▶ Exercise goal
Only lines with the word "trace" belong in the answer; copy them from the records below.

[Opening Supplied entries section]

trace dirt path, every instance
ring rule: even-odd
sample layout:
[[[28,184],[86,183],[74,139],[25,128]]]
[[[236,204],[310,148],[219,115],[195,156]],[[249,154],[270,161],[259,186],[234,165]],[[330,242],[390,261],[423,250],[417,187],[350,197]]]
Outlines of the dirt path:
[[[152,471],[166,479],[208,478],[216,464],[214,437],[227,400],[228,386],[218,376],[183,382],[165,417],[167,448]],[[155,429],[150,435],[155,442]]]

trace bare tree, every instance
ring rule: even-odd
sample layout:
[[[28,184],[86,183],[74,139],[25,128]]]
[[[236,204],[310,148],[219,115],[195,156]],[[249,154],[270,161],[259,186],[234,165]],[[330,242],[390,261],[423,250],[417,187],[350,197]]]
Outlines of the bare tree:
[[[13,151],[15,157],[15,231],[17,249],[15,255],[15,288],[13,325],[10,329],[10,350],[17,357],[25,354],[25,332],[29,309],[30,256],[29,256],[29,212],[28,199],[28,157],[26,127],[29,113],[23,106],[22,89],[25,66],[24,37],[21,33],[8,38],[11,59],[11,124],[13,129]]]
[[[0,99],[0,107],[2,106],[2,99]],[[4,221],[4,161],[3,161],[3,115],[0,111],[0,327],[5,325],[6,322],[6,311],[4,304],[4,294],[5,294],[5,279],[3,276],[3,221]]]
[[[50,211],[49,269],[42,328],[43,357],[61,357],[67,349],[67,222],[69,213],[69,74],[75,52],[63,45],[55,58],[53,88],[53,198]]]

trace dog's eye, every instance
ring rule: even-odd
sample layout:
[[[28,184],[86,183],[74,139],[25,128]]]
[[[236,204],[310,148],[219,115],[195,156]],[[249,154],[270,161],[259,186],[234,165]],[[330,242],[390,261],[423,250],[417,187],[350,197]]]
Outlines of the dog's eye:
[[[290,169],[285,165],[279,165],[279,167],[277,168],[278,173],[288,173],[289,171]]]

[Closing Supplied entries section]

▶ Solution to the problem
trace dirt path, every instance
trace bare tree, every instance
trace dog's eye, every instance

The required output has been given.